§ **Written problem**
Please return each line of the records that contains the string "white". Letter case matters.

[START OF Task data]

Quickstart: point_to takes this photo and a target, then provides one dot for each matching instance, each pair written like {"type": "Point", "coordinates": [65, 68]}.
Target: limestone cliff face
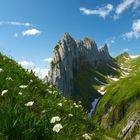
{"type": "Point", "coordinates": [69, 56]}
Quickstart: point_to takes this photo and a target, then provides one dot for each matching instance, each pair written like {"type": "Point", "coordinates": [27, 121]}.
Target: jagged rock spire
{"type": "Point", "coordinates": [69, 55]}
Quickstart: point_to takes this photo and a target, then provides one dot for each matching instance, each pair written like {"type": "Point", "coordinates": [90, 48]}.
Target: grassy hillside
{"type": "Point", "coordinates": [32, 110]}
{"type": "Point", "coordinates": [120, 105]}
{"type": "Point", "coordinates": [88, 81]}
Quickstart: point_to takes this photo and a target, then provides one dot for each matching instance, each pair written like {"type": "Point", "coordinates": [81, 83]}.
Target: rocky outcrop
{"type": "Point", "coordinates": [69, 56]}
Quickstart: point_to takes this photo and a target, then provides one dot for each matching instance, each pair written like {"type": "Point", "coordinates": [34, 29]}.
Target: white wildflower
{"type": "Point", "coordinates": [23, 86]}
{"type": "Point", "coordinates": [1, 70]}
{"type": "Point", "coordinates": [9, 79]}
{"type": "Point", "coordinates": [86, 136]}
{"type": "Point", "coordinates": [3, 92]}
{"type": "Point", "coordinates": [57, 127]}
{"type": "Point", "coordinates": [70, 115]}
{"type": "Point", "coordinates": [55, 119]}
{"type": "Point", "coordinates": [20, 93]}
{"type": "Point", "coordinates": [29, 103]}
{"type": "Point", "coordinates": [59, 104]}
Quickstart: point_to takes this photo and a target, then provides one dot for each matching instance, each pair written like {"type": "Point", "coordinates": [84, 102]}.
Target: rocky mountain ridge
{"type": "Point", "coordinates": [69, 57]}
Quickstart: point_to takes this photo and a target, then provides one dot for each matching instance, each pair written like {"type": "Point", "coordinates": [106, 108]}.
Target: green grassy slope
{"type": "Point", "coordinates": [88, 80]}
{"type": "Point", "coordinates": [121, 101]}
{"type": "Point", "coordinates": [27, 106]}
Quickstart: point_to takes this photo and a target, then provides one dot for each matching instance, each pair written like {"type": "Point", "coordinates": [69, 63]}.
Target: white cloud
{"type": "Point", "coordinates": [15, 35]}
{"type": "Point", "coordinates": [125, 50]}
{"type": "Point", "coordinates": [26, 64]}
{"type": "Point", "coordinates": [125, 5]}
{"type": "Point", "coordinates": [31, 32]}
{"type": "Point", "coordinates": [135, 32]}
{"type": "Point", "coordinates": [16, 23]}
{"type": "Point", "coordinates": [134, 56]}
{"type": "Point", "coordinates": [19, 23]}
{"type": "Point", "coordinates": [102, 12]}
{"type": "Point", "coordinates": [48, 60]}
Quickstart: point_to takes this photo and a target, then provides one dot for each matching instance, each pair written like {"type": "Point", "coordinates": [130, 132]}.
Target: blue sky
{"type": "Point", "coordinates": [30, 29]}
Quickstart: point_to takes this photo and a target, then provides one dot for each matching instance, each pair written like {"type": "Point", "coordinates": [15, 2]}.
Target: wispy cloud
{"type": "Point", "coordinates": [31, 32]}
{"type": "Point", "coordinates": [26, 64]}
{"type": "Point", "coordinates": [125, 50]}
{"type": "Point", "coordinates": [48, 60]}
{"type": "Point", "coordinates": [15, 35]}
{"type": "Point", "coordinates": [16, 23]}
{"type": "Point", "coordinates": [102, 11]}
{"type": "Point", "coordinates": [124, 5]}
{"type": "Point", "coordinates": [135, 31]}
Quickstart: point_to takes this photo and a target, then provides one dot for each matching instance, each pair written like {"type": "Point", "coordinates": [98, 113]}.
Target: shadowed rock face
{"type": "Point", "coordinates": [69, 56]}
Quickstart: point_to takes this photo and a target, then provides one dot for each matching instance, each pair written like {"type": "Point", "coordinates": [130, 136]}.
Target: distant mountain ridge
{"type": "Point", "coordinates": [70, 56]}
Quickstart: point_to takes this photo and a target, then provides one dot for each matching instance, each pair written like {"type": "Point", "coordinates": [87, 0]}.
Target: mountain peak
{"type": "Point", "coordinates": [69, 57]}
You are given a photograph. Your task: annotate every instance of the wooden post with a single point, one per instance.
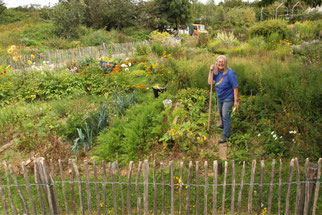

[END OF Task data]

§ **Reply to the exercise**
Target: white wildflower
Target: white cloud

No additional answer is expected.